◆ PROVIDED PASSAGE:
>> start

8 months, 12 days ago

Data by Design

Link: http://feedproxy.google.com/~r/Soapbox/~3/vr15FPEuC1M/data-by-design.html

If your #datastrategy involves collecting and harvesting more data, then it makes sense to check this requirement at an early stage of a new project or other initiative, rather than adding data collection as an afterthought.
For requirements such as security and privacy, the not-as-afterthought heuristic is well established in the practices of security-by-design and privacy-by-design. I have also spent some time thinking and writing about technology ethics, under the heading of responsibility-by-design. In my October 2018 post on Responsibility by Design, I suggested that all of these could be regarded as instances of a general pattern of X-by-design, outlining What,Why, When, For Whom, Who, How and How Much for a given concern X.
In this post, I want to look at three instances of the X-by-design pattern that could support your data strategy:
  • data collection by design
  • data quality by design
  • data governance by design
Data Collection by Design
Here’s a common scenario. Some engineers in your organization have set up a new product or service or system or resource. This is now fully operational, and appears to be working properly. However, the system is not properly instrumented.

Thought should always be given to the self instrumentation of the prime equipment, i.e. design for test from the outset. Kev Judge

In the past, it was common for a system is instrumented during the test phase, but once the tests are completed, data collection is switched off for performance reasons.

>> end

◆ SOURCE EXCERPT:
>> start

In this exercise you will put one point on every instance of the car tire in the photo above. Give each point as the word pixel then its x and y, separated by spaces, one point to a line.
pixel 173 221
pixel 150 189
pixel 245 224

>> end

◆ EXERCISE OBJECTIVE:
Reproduce the part of the data-by-design post that opens with the words "If your #datastrategy" and closes with "given concern X.", swapping "heuristic" for "rule of thumb".

◆ IN RESPONSE:
If your #datastrategy involves collecting and harvesting more data, then it makes sense to check this requirement at an early stage of a new project or other initiative, rather than adding data collection as an afterthought.
For requirements such as security and privacy, the not-as-afterthought rule of thumb is well established in the practices of security-by-design and privacy-by-design. I have also spent some time thinking and writing about technology ethics, under the heading of responsibility-by-design. In my October 2018 post on Responsibility by Design, I suggested that all of these could be regarded as instances of a general pattern of X-by-design, outlining What,Why, When, For Whom, Who, How and How Much for a given concern X.